Показанный отрывок:
----

Радиоперехваты говорили о том, что холм находился в руках многотысячной Северовьетнамской армии. Врагу ничего не стоило направить пару сотен человек для того, чтобы гарантированно накрыть РПДД и «убедиться, что мы не ушли», как сказал дядя Бен.
«Они знают, что мы здесь. Они знают, что нам нужно выдвигаться. Когда они атакуют, мы должны рассредоточиться и продолжать движение. Продвигаться вперед и открывать огонь на поражение при необходимости. Мы же не собираемся полечь здесь из-за этих ублюдков!»
Они выдвинулись. Через десять минут спуска по склону, что был противоположен тому, на котором разгорелось сражение, они уловили движение и нырнули в укрытие как раз вовремя, чтобы не попасть под пулеметный огонь. Доминик слышал, как пули свистели у него над головой, издавая щелчки всякий раз, когда преодолевали скорость звука, и шлепки, когда вреза́лись в бамбук.

----

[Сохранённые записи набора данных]

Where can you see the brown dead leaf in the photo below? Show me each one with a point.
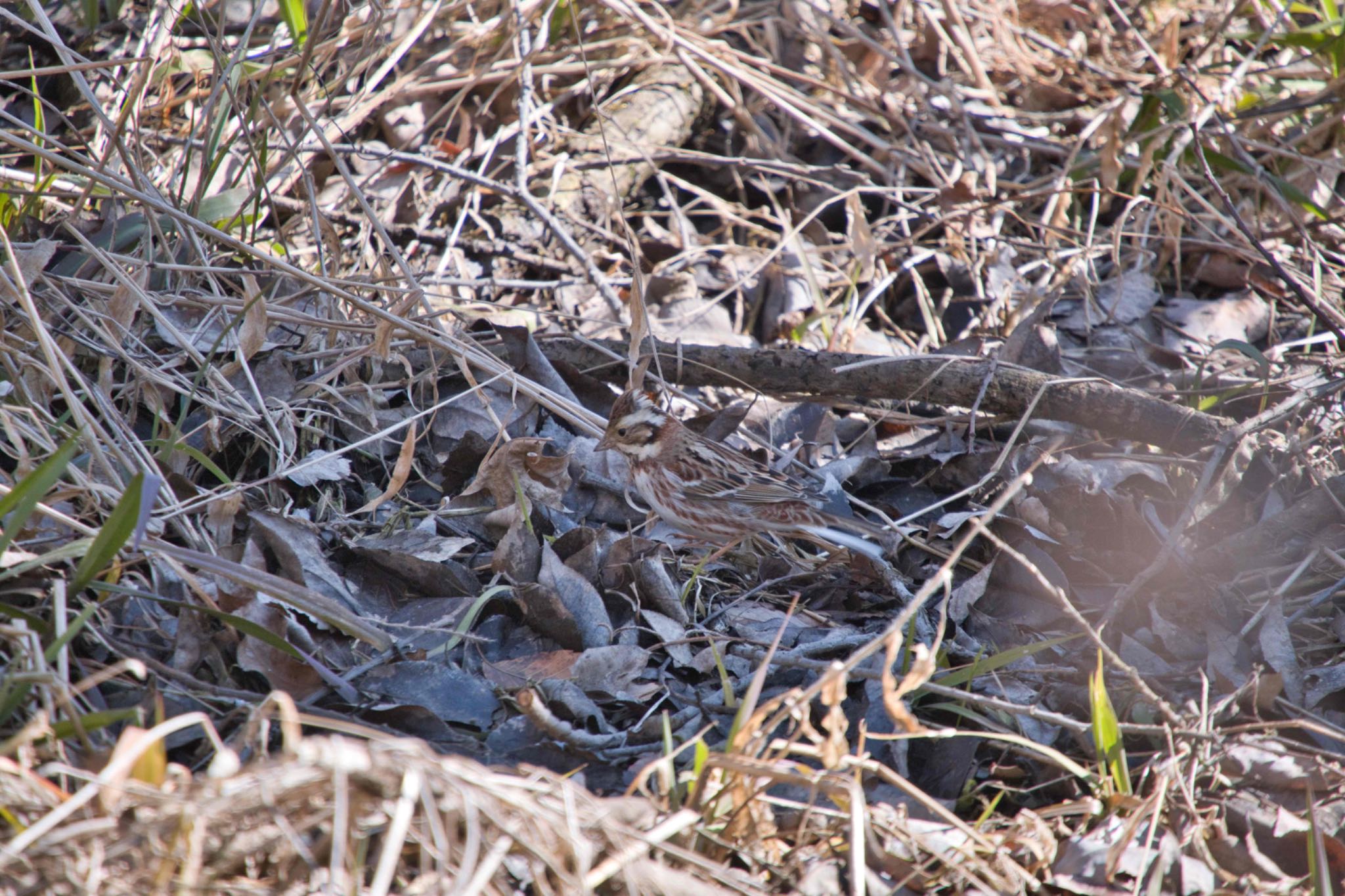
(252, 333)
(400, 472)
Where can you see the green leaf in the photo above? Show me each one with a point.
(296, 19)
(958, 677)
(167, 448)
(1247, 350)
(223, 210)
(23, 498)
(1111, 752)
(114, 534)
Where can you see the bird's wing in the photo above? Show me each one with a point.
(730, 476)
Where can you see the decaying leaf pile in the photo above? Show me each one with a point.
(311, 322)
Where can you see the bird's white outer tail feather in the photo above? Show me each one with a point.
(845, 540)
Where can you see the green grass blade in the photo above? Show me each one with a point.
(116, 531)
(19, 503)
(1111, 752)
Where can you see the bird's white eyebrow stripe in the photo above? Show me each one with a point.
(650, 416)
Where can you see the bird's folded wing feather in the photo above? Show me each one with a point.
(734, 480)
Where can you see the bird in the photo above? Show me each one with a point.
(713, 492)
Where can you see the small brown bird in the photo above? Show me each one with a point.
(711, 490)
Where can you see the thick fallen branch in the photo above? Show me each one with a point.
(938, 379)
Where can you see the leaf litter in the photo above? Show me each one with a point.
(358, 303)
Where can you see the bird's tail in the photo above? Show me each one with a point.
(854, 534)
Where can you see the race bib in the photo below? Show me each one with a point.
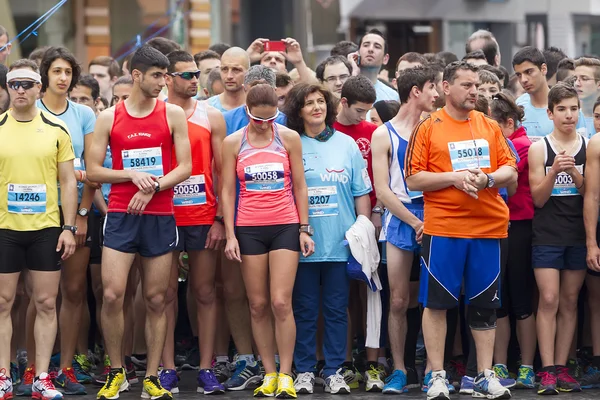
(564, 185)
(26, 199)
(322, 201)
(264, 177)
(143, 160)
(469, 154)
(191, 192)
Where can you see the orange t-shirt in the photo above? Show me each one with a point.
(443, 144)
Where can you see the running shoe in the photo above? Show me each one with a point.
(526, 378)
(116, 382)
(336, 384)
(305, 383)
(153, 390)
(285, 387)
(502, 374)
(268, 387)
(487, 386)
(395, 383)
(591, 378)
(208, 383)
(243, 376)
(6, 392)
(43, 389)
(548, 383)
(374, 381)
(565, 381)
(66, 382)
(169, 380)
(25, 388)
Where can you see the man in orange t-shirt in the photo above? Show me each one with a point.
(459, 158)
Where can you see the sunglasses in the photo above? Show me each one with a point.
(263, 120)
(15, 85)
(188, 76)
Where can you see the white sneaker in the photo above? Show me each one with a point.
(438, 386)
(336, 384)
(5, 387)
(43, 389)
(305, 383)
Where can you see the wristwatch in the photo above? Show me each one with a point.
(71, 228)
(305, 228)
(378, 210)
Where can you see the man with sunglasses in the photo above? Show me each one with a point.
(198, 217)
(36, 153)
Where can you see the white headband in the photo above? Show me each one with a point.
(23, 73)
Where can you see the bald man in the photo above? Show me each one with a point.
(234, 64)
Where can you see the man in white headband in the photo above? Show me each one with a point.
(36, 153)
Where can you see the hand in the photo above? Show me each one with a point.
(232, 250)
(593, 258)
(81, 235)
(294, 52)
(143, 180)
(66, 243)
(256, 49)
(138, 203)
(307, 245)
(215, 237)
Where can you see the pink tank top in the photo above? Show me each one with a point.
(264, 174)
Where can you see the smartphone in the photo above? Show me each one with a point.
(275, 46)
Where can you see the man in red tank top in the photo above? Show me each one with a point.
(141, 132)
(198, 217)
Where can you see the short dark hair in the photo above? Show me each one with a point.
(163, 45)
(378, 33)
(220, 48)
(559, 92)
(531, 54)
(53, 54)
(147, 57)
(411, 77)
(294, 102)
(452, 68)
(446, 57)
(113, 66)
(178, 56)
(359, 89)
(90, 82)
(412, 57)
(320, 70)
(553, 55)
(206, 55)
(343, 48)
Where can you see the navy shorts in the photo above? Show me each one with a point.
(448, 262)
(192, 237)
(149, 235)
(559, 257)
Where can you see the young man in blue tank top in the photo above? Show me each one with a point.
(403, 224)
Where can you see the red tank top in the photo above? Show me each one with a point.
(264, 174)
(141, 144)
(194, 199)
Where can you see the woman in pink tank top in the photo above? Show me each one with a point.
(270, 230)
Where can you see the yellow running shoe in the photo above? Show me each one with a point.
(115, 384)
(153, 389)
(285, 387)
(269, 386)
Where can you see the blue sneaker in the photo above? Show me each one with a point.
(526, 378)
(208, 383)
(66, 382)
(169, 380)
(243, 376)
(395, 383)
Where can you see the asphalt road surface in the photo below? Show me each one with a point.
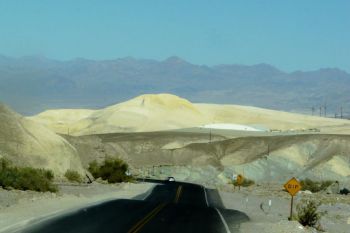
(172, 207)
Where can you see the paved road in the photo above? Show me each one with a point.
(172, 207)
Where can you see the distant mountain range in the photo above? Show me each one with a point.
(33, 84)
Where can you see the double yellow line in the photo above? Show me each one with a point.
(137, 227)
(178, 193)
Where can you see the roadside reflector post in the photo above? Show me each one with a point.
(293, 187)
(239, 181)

----

Что нужно сделать:
Продолжите отрывок о том, как отряд спускается с холма под огнём северовьетнамцев.

Ответ к заданию:
Группа рассеялась. Один из разведчиков начал стрелять из всесокрушающего пулемета M-60, разнося в щепки стволы и ветви во всех направлениях. Доминик поднял глаза и увидел очередную жуткую картину: мертвые вражеские солдаты висели на деревьях вверх ногами, как туши на скотобойне. Они заранее привязали себя к ветвям для того, чтобы не потерять занятую позицию из-за какого-нибудь легкого ранения.
«Рассредоточиться! – прокричал дядя Бен. – Открывать огонь на ходу!»
РПДД продирались сквозь чащу, пригибаясь и ведя стрельбу очередями. Меняя направление движения, чтобы сбить врага с толку, они напоролись прямо на него. Передергивая затвор обреза, Доминик выпустил несколько пуль в упор. Бойцы попеременно спасали друг другу жизнь, снимая вражеских солдат, появлявшихся сзади. Сорок минут, показавшихся им часами, они бежали, пригибались, стреляли, пока ответный огонь не прекратился.